* Start PASSAGE GIVEN *

Becomes this call frame:

// sizeof(CallFrame) == 208
struct CallFrame {
    Array<AnyDataModel> models;
    DataSource source;
    AnyDataModel model;
    ArrayIterator iterator;
    ...
    void *savedX29;
    void *savedX30;
};

The compiler will always emit the subtraction at the start of the function. Changing the size of the memory makes no difference. This makes it as close as possible to a free operation.

Memory allocation

Three kinds of memory:

• Global
• Stack
• Heap

Global memory

• Allocated and initialized during program load
• Almost free
• Only usable for a fixed amount of memory that will never be freed
• Used for:
  • let and var declared at the global scope
  • static stored properties

Stack memory

• Allocated and freed by adjusting the C stack pointer
• Almost free
• Only usable for memory that does not need to outlive current scope
  • Local let and var
  • Parameters
  • Other temporary values

Heap

• Allocated and freed with malloc and free
• Substantially more expensive
• Used for:
  • Class and actor instances
  • Whenever we can't prove a scope restriction is ok
• Reference counting
  • Heap memory often has shared ownership
  • Managed with reference counting
    • In Swift, "retain" means incrementing the reference count
    • "release" means decrementing the reference count

Memory layout

High-level values

• "value" is a high-level concept of information content

  var array = [ 1.0, 2.0 ]

Low-level representations

• "representation" is how a value looks in memory

• "inline representation" is the inline portion of the representation (without following any pointers) - a single buffer reference without following any pointers, ignoring what the buffer actually contains
• The MemoryLayout type in the standard library just measures inline representation
  • For array, it's just 8 bytes - the size of a single 64-bit pointer

Every value in Swift is part of some containing context:

• Local scope (local variables, intermediate results of expressions, etc.)
• Instance context (non-static stored properties, etc.)
• Global context (global variables, static stored properties, etc.)
• Dynamic context (buffers managed by Array and Dictionary)

* End PASSAGE GIVEN *
* Start DATA LISTING *

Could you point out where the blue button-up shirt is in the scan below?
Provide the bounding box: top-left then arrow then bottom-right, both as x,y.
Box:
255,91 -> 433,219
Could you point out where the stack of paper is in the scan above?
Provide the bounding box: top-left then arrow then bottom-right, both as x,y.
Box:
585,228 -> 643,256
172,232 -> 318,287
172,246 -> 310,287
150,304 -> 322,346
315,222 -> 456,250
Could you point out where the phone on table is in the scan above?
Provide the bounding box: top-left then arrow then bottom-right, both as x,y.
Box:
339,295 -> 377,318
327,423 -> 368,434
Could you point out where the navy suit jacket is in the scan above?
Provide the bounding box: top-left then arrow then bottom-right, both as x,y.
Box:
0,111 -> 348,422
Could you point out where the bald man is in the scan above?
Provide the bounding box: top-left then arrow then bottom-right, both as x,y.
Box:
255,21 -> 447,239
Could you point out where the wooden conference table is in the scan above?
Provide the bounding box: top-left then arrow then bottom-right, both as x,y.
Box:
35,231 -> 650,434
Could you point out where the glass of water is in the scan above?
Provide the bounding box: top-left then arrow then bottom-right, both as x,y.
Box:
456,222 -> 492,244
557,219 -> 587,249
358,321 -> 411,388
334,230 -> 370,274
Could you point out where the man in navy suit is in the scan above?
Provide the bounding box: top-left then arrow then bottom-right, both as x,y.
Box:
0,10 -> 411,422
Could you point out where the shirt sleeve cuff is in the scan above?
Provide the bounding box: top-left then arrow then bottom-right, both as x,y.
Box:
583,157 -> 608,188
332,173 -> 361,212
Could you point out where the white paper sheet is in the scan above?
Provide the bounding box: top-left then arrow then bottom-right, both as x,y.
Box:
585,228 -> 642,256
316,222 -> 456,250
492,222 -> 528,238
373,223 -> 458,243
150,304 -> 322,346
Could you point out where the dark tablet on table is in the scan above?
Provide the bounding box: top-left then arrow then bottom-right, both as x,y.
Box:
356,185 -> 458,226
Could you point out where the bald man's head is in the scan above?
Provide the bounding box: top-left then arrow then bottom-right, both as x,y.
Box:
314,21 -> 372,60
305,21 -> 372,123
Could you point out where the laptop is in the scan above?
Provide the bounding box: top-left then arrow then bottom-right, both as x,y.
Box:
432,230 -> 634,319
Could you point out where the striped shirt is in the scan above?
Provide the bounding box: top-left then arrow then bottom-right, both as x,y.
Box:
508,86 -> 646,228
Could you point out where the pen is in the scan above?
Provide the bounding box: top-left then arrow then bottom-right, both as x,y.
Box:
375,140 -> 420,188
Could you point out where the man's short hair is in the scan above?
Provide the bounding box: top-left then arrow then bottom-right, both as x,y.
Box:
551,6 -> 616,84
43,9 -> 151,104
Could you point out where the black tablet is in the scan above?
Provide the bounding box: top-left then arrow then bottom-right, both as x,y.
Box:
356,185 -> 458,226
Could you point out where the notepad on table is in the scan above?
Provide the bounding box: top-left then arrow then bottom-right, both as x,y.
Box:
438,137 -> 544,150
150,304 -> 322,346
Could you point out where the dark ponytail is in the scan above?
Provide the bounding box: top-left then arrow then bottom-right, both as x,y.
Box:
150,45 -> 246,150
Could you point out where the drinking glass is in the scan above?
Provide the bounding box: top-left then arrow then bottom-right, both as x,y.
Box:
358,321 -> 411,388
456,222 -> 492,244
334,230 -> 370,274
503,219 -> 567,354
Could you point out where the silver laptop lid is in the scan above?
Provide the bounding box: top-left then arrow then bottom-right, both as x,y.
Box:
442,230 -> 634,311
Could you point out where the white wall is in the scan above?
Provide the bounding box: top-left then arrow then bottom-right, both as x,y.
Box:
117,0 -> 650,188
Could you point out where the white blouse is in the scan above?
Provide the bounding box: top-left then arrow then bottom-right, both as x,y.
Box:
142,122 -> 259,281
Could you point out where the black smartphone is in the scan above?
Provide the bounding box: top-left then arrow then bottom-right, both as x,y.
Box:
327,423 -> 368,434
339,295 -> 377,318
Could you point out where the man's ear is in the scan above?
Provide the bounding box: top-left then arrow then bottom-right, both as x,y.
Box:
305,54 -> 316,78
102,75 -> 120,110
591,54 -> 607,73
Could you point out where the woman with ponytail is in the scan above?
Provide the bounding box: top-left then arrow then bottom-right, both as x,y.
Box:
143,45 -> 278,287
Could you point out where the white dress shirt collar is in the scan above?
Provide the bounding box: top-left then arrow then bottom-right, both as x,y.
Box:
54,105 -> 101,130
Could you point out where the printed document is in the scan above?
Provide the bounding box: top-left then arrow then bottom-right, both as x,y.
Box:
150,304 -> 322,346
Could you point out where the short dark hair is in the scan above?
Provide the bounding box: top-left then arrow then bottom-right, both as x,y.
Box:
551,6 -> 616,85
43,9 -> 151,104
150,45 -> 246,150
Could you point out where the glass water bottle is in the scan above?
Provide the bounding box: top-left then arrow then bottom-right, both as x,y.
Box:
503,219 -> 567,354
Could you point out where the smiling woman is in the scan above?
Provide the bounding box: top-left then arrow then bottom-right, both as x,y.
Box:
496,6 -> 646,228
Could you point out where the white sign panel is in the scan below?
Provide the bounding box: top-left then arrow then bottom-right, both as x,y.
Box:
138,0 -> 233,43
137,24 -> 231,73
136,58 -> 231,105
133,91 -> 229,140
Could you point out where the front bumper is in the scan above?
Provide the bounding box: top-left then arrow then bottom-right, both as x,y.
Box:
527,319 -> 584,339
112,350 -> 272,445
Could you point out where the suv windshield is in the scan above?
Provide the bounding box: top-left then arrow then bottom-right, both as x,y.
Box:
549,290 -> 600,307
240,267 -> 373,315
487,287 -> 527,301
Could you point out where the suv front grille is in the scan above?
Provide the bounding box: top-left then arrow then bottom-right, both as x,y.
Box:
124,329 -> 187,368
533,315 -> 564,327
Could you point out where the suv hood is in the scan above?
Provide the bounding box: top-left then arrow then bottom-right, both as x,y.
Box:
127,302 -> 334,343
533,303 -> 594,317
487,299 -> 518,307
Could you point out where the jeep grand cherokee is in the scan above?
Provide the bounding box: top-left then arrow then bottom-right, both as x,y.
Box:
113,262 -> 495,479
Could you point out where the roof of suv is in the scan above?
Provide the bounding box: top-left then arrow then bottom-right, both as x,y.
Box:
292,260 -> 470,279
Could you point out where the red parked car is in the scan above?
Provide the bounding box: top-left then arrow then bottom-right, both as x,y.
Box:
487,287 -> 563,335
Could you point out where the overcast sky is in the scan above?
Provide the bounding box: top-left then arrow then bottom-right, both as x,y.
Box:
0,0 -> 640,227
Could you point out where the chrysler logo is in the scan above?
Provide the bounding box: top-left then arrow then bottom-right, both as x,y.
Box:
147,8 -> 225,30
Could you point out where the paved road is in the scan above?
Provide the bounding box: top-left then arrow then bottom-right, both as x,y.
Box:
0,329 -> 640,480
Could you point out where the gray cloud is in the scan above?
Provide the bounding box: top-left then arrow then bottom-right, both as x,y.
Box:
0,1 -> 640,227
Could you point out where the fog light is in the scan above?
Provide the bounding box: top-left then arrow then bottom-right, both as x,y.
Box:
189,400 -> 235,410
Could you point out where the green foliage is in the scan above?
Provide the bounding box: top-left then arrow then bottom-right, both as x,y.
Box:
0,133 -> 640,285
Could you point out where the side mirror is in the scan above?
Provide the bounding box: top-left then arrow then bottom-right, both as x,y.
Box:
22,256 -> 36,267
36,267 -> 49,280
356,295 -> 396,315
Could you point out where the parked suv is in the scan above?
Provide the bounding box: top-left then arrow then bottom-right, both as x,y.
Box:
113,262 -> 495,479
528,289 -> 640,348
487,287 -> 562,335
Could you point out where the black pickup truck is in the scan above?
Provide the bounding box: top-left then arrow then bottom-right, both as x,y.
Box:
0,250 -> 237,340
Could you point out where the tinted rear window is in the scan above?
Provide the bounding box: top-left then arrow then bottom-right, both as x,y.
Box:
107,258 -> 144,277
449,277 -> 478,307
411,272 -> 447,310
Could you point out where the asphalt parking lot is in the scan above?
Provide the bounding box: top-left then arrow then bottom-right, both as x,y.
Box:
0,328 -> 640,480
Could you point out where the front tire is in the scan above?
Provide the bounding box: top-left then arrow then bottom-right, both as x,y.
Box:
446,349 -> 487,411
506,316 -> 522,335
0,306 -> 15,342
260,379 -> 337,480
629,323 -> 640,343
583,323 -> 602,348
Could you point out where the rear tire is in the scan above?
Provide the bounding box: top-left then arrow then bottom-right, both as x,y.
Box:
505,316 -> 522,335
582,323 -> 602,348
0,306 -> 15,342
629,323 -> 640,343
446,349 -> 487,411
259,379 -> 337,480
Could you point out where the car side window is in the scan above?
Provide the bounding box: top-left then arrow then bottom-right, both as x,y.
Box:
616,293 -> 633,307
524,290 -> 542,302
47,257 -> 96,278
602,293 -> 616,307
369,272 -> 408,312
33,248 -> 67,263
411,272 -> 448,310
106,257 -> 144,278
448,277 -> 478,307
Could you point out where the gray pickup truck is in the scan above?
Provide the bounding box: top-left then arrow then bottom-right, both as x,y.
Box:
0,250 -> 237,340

* End DATA LISTING *

# WHAT IS NEEDED:
Resume the notes on Swift memory allocation and layout, continuing from the end of the list of containing contexts.

# EXERCISE RESPONSE:
Types and representations

• Every value in Swift has a static type
• The rules of the type dictate the representation of the value
• The rules of the context provide the memory to hold the inline representation

Inline versus out-of-line storage

• Structs, enums, and tuples use inline storage
  • Inline representation includes the inline representations of all stored properties
• Classes and actors use out-of-line storage
  • Inline representation is just a pointer to an object
  • Stored properties are contained by that object

Value ownership

Ownership of a value means responsibility for managing that value's representation

The ownership of using a value - using a value can:

• Consume it
• Mutate it
• Borrow it

Consuming values

• Takes ownership of the representation
  • Assigning a value into storage
  • Passing a value to a consuming parameter
  • Can use the consume operator to explicitly transfer a value to a new variable

Mutating values

• Temporarily taking ownership of the value of a mutable variable
  • Passing storage to an inout parameter
  • Mutating a stored property of a struct (recursively)

Borrowing values

• Asserting that nothing else has ownership of the value
  • Calling a normal method on a value or class reference
  • Passing a value to a normal or borrowing parameter
  • Reading the value of a property

Defensive copies

To borrow a value, Swift has to prove that there aren't any simultaneous attempts to mutate or consume it

• In a simple example, the compiler should be able to do that reliably

func makeArray() {
    var array = [ 1.0, 2.0 ]
    print(array)
}

• In a more complex example, such as when storage is in a class property, it can be hard for the compiler to know that the property isn't modified at the same time, so it may need to make a defensive copy

func makeArray(object: MyClass) {
    object.array = [ 1.0, 2.0 ]
    print(object.array)
}

Mechanics of copying

Copying a value means copying the inline representation

• For types using out-of-line storage (i.e. classes)
  • Copies (retains) the object reference
• For types using inline storage (i.e. structs)
  • Recursively copies the inline representation of all stored properties

Tradeoffs of inline versus out-of-line storage

• Inline storage:
  • Avoids heap allocations
  • Great for small types
  • Copies get more expensive the more properties you have
• No hard-and-fast rules for optimal performance
• Sometimes out-of-line storage is better for large objects

Value and reference semantics

In Swift, we encourage you to write types with value semantics, where a copy of the value behaves like it's unrelated to where you copied it from

• Structs behave this way, but use inline storage
• Class types use out-of-line storage, and naturally have reference semantics
• One way to get both out-of-line storage and value semantics is to wrap the class in a struct and then use copy-on-write
  • The standard library uses this technique in all of Swift's fundamental data structures, like Array, Dictionary, and String

Putting it together

Dynamically-sized types

Structs in C are always constant-size, but Swift types can have a size determined at runtime. That's important in two cases:

1. Many value types in the SDK reserve the right to change their stored properties in a future OS update. Everything about their layout has to be treated as unknown at compile time.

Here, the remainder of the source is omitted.